> _Extracted records_:
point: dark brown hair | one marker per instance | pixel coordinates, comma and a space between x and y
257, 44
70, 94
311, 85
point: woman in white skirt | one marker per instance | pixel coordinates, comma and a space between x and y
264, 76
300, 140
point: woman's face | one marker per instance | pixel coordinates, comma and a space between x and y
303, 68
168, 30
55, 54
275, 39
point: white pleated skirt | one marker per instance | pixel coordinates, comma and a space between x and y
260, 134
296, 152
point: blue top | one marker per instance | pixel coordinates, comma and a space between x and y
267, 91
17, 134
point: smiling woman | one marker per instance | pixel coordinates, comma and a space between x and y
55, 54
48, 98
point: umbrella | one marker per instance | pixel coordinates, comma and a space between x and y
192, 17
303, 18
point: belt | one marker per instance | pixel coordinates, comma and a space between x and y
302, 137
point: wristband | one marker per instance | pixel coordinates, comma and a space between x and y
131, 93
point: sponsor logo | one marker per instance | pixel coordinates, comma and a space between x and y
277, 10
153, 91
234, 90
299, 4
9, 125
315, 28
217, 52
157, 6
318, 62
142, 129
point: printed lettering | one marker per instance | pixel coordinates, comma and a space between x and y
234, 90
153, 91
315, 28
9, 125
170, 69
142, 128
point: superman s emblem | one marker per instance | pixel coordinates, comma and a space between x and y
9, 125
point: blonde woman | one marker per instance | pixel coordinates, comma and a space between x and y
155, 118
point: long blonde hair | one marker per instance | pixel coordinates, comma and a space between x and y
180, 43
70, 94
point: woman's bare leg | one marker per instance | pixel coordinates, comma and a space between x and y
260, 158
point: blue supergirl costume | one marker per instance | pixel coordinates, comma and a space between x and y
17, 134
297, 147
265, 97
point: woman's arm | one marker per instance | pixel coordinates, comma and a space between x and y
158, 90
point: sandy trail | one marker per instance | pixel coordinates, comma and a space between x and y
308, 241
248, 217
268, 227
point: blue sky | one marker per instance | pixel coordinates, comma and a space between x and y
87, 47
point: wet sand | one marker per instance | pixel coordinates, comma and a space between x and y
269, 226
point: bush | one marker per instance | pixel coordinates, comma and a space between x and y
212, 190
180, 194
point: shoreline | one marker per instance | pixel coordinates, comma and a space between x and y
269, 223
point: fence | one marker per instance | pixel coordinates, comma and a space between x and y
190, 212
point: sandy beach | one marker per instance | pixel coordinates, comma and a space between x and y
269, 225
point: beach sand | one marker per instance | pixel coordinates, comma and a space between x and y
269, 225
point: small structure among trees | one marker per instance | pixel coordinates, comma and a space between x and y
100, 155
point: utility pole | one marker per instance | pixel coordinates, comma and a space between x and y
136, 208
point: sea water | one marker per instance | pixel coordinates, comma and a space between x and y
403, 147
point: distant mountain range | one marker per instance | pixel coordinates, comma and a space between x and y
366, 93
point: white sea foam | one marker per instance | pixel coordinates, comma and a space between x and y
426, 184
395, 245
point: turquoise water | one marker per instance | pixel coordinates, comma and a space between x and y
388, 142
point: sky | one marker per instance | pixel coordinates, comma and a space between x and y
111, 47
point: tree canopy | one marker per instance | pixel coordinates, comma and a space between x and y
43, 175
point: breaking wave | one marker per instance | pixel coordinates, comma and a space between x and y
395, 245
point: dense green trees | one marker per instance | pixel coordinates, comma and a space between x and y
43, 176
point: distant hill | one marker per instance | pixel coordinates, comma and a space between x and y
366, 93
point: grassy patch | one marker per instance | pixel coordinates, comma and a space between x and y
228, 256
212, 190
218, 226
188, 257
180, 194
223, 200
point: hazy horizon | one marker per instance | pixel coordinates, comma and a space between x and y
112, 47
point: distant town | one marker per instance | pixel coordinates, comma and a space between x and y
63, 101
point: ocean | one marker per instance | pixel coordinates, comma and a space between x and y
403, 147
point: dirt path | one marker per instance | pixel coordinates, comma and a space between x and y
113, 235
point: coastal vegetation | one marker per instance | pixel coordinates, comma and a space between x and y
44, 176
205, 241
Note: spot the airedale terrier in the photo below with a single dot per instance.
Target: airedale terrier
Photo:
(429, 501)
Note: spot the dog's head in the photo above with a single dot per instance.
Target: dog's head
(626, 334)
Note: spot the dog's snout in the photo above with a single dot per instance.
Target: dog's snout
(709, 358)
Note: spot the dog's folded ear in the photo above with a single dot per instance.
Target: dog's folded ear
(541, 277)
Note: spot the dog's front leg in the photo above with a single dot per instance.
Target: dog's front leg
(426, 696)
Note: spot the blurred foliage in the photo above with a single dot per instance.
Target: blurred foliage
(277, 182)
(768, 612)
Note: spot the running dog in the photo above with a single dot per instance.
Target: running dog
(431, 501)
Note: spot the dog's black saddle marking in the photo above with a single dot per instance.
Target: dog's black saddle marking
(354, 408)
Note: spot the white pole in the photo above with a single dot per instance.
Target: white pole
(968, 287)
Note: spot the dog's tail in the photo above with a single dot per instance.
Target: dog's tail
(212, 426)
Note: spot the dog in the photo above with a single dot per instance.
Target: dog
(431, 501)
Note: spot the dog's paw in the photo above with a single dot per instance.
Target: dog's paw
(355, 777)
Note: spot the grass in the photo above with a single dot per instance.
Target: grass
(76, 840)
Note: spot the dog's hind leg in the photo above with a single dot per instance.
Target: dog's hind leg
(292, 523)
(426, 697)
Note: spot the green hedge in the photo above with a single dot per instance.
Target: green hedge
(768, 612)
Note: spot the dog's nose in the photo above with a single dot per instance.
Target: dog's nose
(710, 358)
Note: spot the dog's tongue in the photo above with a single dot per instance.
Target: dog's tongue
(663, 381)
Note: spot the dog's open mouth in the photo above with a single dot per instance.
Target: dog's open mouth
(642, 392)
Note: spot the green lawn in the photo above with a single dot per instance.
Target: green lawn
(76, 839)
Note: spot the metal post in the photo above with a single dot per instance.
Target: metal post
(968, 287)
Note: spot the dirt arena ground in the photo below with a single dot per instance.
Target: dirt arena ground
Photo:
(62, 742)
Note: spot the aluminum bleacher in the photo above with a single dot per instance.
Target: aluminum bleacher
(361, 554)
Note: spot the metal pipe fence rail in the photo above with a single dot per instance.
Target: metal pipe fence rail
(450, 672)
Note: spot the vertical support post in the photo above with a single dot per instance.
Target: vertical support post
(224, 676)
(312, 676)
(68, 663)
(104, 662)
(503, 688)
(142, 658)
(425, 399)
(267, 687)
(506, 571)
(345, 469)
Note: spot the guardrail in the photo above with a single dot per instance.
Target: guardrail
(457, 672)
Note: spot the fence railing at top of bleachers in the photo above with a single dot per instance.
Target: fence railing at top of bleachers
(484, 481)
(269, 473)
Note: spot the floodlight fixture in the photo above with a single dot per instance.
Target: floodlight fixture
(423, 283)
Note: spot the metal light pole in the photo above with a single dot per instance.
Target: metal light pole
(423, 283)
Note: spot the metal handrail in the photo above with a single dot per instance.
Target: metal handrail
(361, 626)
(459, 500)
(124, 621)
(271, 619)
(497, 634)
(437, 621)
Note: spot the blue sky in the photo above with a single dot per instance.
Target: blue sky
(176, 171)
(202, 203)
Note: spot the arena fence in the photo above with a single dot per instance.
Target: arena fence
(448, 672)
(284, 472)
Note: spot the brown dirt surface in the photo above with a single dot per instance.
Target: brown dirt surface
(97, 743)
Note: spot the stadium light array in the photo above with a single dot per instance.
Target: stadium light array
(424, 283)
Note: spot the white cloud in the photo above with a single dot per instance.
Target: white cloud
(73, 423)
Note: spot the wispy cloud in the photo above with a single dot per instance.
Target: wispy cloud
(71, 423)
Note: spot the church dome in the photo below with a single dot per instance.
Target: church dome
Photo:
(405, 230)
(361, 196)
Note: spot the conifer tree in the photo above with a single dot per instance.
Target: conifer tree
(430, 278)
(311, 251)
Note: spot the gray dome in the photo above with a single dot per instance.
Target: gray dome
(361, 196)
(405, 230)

> _WHAT YOU SHOULD DO_: Say how many lines in the entries contain the string "terrier". Nothing else belongs in the reply.

> _RESULT FOR THIS EXERCISE_: 2